(Rows from a box labeling dataset)
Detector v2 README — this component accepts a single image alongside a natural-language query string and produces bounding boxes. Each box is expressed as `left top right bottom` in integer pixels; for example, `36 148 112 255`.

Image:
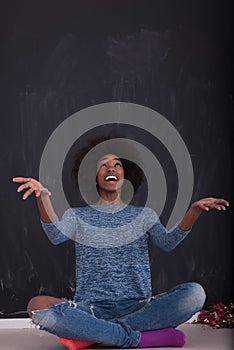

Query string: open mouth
105 175 118 181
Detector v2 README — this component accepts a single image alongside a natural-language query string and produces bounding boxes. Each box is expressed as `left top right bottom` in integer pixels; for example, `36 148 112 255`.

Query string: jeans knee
32 309 57 331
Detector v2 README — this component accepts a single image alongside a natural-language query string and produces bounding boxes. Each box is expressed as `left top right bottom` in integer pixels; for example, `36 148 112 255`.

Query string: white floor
0 323 234 350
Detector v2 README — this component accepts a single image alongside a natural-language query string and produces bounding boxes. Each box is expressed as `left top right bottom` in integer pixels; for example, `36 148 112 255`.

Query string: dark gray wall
0 0 233 317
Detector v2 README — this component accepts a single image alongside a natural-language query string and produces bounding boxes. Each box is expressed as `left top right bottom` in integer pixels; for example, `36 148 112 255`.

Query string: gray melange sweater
42 204 189 301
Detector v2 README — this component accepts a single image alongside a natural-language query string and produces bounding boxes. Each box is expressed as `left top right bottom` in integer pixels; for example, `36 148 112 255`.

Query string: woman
13 154 229 350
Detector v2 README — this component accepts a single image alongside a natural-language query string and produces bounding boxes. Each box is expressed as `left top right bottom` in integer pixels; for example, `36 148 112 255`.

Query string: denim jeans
32 282 205 348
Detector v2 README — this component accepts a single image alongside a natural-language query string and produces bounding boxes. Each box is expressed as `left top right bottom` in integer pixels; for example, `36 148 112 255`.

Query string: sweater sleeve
41 209 76 245
144 206 191 252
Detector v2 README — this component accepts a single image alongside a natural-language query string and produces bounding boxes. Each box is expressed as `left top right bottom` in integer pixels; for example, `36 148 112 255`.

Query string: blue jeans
32 282 205 348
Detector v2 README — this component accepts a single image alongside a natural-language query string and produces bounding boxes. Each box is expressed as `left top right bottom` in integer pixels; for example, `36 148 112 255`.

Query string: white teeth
105 175 118 181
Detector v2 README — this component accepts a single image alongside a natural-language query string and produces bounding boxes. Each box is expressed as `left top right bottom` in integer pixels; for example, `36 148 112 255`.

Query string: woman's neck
96 194 124 205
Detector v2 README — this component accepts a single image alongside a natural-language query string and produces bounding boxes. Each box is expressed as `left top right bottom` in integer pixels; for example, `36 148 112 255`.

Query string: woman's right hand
13 177 51 200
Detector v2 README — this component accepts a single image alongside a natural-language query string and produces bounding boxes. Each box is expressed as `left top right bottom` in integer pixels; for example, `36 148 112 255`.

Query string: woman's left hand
191 197 229 212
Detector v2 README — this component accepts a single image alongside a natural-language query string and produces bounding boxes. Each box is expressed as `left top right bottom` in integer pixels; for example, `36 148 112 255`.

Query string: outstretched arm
13 177 57 223
178 197 229 231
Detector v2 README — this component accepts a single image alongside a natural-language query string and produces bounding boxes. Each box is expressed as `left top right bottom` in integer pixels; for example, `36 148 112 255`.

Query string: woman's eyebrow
98 157 120 163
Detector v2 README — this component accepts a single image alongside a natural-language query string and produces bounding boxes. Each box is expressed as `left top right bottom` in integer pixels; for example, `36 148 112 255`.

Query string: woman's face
96 154 124 194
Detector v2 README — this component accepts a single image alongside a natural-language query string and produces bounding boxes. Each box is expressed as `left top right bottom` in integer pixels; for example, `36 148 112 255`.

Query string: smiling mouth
105 175 118 181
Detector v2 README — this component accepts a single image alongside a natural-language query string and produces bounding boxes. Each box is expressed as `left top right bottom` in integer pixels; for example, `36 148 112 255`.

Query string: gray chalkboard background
0 0 234 317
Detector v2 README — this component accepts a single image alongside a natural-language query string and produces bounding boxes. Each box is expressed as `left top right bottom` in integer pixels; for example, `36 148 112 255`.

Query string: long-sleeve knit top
42 204 189 302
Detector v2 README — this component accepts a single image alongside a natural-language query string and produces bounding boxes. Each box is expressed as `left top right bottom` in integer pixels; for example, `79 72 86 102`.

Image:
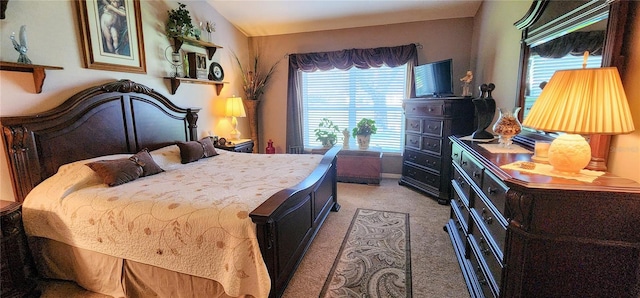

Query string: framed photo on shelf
76 0 147 73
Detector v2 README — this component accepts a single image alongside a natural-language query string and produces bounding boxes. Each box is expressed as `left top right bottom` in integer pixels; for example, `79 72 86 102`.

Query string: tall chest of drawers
399 97 475 204
445 137 640 297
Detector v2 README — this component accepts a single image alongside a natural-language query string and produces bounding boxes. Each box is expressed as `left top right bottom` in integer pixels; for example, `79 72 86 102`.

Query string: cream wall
251 18 475 154
608 3 640 182
0 0 248 200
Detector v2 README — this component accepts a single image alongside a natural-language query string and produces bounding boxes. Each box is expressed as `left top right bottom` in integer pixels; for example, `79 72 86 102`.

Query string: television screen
413 59 453 97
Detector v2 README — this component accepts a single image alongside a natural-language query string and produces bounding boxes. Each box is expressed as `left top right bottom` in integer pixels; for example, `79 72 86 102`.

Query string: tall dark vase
243 99 260 153
471 83 496 140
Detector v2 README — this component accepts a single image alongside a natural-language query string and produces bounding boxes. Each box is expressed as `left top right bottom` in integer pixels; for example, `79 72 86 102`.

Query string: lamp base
549 134 591 174
229 129 240 140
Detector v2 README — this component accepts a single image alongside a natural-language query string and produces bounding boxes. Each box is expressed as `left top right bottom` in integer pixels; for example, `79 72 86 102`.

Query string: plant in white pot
313 118 340 148
351 118 378 150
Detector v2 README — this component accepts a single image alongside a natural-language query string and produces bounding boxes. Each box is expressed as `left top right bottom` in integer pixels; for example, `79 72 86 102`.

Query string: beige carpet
41 179 469 298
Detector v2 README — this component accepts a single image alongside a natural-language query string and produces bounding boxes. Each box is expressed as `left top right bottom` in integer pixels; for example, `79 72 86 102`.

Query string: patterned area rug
320 209 411 298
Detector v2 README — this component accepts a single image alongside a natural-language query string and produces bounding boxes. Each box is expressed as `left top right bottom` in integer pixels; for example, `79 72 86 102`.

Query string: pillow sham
176 137 218 164
129 148 164 177
87 158 143 186
86 148 164 186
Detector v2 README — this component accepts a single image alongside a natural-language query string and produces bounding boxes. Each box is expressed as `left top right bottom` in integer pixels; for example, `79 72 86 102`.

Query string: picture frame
76 0 147 73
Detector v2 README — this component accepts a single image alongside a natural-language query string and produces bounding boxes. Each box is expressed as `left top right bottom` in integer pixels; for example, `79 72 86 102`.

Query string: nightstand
0 201 40 297
215 139 253 153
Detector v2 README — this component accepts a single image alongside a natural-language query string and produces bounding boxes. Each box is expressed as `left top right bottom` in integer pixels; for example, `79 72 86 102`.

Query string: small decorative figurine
460 70 473 96
342 128 350 149
204 21 216 42
265 139 276 154
10 25 31 64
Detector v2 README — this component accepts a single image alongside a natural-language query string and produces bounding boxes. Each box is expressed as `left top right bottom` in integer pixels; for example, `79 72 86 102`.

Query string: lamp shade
522 67 634 134
225 96 247 117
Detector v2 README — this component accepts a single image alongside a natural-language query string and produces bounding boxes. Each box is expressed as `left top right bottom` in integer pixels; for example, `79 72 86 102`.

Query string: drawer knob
480 237 490 256
482 208 493 225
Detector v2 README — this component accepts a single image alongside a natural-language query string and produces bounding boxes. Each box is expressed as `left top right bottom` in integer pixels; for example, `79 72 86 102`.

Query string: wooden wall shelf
0 61 63 93
173 37 222 60
164 77 227 95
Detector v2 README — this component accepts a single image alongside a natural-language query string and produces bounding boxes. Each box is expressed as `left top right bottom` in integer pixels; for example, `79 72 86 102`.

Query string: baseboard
382 173 402 179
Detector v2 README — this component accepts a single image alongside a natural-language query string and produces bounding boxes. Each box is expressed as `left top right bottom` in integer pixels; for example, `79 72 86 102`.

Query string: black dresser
398 97 475 204
445 137 640 297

*AIM OF THE EXERCISE*
How many lines of the material above contain the string "mouth"? Give only the number.

*SOLVED PROBLEM*
2